THE DATA:
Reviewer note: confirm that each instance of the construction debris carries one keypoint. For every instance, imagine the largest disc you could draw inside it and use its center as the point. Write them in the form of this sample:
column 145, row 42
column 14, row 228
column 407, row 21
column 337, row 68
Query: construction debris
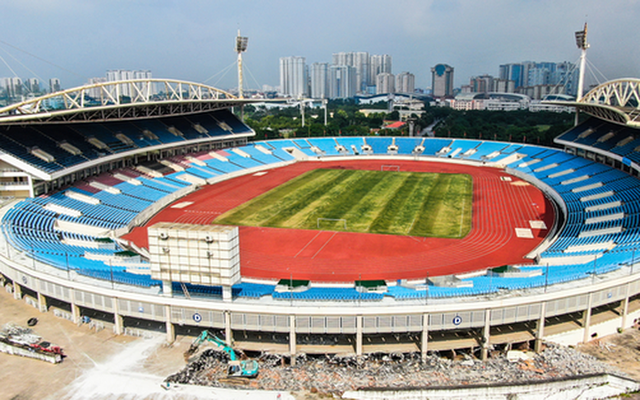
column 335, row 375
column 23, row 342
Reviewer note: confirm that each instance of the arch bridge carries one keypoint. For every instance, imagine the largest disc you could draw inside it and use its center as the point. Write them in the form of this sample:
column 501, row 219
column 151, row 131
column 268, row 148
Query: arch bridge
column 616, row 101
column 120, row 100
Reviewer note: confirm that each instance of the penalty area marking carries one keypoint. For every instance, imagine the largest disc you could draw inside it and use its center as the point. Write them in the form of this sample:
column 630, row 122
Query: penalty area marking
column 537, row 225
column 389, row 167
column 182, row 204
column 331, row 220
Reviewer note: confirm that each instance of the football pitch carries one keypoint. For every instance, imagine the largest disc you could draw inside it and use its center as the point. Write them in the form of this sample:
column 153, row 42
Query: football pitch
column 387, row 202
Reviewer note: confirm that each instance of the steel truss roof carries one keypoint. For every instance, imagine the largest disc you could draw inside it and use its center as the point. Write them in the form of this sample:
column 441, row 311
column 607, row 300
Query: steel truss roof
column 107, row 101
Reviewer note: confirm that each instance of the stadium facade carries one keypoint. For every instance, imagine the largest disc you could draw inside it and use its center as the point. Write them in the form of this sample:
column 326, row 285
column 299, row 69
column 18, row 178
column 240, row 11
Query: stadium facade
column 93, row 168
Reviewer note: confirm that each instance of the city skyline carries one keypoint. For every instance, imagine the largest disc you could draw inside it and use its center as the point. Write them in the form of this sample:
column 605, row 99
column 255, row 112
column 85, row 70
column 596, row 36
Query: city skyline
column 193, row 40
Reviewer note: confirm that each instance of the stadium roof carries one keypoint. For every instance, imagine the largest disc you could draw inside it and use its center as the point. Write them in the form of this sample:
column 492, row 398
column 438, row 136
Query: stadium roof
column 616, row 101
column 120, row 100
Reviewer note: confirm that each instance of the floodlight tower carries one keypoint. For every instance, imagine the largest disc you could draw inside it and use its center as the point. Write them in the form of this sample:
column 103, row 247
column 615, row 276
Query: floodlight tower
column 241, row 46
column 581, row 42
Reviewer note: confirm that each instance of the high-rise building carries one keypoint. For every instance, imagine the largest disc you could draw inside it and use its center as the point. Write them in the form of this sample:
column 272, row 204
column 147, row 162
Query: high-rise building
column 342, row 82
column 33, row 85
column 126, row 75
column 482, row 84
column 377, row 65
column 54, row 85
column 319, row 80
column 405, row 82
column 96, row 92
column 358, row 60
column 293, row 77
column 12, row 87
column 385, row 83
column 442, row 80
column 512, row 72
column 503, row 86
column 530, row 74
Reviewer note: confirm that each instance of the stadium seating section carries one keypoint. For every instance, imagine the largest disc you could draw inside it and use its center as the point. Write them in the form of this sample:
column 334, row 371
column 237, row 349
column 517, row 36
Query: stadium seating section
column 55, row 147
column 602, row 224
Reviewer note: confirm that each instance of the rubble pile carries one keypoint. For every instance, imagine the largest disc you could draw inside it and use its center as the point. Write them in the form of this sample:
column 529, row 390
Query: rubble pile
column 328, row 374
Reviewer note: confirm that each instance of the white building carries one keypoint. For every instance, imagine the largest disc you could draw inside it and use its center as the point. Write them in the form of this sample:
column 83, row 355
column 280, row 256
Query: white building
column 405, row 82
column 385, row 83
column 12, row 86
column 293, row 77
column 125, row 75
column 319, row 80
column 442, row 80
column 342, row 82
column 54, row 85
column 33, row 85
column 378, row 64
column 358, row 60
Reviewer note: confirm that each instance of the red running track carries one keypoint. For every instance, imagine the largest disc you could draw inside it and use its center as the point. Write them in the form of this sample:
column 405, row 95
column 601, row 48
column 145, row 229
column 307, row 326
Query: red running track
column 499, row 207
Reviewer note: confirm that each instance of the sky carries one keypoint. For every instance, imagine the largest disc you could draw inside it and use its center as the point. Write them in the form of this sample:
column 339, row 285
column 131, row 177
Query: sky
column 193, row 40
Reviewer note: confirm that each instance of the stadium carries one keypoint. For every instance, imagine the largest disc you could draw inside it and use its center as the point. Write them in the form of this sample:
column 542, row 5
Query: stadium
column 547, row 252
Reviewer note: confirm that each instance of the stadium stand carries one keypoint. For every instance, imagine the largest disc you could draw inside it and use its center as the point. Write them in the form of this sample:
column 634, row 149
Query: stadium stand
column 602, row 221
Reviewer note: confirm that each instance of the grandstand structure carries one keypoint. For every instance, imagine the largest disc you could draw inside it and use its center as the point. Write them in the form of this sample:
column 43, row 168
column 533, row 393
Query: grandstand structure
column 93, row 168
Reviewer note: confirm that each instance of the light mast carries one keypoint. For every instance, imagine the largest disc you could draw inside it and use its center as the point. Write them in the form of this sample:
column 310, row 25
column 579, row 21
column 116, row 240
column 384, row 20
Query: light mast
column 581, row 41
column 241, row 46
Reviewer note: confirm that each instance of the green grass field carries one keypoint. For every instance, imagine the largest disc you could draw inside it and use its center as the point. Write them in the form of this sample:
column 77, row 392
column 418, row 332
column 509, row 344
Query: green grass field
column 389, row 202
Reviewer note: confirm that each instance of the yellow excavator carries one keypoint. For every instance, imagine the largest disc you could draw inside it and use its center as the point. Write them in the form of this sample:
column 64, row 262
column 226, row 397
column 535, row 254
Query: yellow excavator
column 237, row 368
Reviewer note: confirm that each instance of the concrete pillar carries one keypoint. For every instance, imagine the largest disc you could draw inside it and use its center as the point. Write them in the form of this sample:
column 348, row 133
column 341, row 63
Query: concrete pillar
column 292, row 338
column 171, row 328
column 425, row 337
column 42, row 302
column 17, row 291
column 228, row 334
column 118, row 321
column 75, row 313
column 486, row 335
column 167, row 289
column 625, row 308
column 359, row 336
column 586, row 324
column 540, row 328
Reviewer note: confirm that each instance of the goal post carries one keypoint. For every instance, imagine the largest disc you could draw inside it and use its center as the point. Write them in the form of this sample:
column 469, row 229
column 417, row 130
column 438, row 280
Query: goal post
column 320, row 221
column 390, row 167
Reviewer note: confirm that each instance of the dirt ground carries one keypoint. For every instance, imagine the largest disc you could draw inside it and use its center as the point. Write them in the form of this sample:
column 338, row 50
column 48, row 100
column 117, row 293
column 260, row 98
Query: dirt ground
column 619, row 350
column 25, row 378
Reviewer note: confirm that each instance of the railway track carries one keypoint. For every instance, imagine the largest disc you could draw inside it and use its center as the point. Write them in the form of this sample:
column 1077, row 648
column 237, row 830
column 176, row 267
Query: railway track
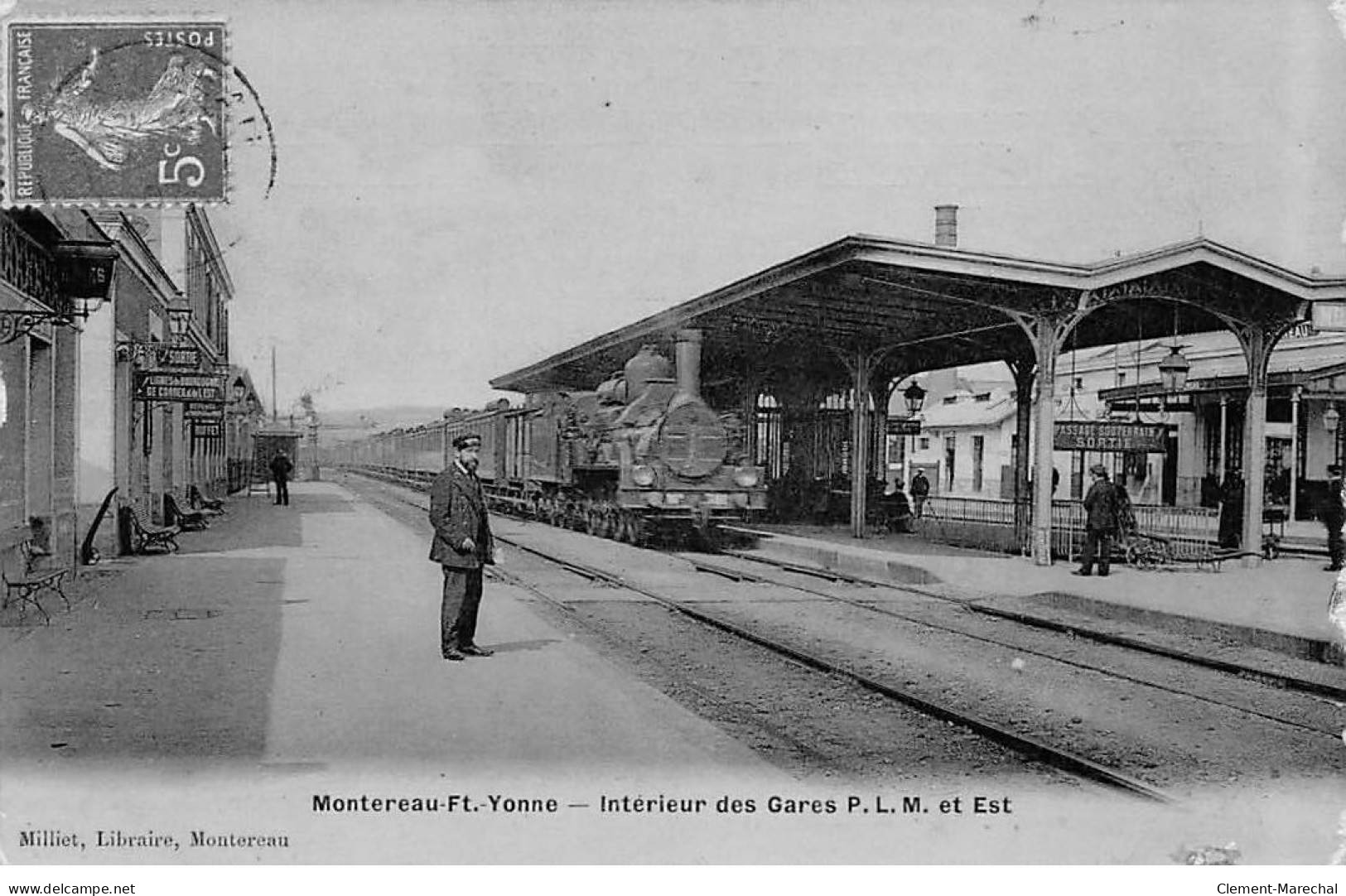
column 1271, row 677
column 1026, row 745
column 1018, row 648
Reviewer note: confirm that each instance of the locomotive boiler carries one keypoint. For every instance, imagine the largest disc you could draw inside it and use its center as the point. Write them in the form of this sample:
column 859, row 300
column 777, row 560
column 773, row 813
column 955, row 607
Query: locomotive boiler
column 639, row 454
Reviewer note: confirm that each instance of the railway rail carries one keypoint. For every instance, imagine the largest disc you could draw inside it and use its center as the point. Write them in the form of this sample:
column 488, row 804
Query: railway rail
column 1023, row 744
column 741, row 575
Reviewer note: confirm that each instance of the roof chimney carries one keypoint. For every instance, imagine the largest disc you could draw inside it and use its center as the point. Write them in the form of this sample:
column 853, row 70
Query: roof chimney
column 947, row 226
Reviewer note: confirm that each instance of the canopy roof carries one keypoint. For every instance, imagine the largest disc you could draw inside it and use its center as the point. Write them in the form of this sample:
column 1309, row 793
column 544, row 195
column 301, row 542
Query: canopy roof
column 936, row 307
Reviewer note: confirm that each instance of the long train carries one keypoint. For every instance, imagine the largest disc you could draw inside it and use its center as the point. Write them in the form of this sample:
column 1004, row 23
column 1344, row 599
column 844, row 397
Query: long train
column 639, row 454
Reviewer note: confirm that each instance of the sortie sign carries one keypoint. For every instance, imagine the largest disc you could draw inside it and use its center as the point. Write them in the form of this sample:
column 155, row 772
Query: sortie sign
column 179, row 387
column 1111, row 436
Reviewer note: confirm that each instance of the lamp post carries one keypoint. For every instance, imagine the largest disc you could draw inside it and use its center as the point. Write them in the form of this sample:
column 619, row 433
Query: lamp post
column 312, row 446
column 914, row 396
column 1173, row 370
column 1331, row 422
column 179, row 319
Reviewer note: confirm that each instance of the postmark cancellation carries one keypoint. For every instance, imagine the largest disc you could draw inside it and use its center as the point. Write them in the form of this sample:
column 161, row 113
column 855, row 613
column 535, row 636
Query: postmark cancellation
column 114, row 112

==

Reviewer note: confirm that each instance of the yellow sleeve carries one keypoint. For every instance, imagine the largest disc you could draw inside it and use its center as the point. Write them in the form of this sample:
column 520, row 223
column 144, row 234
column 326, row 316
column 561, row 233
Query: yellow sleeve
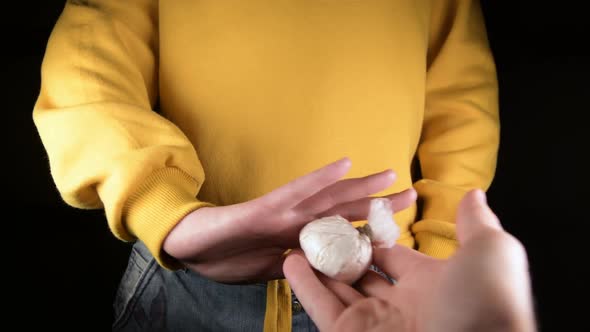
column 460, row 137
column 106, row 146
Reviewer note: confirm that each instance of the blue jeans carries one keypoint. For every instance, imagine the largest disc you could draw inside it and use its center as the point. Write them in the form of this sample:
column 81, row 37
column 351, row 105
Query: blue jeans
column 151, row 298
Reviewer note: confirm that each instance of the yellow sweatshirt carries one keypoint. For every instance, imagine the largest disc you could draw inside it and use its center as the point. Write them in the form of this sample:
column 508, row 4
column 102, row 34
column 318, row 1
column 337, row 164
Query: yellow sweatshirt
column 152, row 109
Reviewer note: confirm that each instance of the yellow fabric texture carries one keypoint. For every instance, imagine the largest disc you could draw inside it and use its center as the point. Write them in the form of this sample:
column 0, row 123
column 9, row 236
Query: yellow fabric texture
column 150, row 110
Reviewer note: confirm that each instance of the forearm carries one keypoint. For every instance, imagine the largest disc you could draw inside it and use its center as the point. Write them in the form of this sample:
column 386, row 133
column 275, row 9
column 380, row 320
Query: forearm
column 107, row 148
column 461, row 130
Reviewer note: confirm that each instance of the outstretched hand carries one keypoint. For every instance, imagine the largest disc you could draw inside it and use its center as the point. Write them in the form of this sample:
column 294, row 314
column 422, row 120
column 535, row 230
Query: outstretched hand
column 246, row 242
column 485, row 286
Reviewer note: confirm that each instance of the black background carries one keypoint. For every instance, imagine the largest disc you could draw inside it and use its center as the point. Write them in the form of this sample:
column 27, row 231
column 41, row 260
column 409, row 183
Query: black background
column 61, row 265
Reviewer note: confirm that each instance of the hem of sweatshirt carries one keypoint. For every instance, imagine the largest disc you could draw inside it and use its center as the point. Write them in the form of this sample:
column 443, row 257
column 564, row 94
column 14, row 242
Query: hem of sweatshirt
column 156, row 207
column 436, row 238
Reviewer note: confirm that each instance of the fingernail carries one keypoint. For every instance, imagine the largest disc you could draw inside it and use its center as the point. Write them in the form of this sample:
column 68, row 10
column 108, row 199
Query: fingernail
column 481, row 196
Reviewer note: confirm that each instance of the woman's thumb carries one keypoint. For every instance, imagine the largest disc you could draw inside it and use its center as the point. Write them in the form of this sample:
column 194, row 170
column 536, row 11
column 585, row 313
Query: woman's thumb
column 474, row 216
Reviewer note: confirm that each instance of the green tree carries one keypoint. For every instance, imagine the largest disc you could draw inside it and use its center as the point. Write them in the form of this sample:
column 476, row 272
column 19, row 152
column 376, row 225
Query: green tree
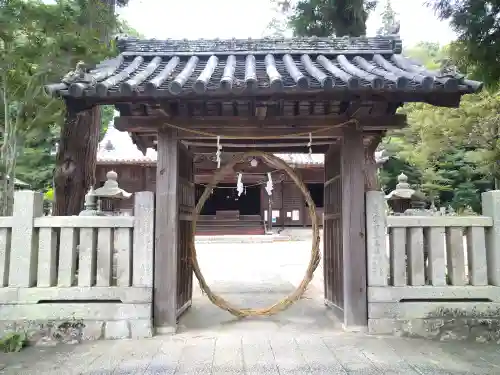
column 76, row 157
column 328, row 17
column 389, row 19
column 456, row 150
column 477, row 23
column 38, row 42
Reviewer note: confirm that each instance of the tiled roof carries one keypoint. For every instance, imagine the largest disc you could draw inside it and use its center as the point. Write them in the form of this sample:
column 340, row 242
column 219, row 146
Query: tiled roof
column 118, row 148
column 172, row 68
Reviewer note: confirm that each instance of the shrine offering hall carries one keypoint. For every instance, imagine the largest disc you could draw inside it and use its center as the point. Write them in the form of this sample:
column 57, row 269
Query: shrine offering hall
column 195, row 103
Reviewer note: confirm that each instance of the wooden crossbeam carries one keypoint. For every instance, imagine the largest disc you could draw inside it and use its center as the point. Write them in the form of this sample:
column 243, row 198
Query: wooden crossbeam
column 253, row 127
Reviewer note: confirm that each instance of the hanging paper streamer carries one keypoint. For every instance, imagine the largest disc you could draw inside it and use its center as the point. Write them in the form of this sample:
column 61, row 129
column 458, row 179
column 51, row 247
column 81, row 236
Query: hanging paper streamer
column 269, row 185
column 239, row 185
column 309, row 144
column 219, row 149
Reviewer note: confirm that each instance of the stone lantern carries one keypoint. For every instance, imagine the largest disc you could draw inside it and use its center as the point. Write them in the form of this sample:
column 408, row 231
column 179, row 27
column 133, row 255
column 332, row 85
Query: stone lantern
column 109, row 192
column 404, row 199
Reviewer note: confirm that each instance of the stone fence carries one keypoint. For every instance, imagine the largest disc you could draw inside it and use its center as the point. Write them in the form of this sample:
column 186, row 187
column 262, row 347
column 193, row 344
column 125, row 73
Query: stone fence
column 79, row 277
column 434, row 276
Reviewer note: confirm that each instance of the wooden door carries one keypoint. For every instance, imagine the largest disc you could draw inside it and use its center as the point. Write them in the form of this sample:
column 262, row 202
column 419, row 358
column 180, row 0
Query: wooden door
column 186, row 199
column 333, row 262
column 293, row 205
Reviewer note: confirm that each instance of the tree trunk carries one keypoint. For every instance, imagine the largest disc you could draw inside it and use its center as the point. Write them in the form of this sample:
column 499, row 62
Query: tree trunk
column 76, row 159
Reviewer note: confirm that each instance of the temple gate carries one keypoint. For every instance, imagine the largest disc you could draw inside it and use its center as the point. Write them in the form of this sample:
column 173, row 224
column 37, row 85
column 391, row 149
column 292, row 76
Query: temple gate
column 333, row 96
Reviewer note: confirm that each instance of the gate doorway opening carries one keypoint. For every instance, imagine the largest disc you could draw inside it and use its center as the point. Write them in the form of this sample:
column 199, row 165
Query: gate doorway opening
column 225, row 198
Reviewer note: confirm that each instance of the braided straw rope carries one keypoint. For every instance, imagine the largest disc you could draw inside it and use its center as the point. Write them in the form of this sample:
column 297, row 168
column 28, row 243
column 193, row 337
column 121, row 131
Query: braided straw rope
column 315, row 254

* * *

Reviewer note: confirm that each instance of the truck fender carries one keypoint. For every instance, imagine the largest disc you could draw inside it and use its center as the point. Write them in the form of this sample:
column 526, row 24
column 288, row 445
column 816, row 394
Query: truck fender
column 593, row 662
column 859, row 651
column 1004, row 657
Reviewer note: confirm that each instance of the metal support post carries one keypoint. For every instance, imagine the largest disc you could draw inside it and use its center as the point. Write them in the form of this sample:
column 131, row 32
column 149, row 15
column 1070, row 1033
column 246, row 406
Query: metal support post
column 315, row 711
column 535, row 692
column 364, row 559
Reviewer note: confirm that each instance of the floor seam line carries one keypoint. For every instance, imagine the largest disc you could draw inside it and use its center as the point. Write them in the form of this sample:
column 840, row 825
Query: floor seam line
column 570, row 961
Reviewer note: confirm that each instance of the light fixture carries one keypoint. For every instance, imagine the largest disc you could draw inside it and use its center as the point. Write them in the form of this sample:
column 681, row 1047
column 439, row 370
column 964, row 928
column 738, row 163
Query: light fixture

AIM OF THE TASK: Could you print the lines in the entries above, from the line containing "Reviewer note: confirm that each instance of the concrete" up to and including the line containing "column 17, row 291", reproducing each one without any change?

FINAL ANSWER:
Reviewer note: confirm that each instance of the concrete pillar carries one keypoint. For every instance, imagine the largest disc you could draw inside it and use its center as the point. Write them in the form of this sample:
column 348, row 133
column 341, row 63
Query: concrete pillar
column 292, row 338
column 171, row 328
column 425, row 337
column 42, row 302
column 17, row 291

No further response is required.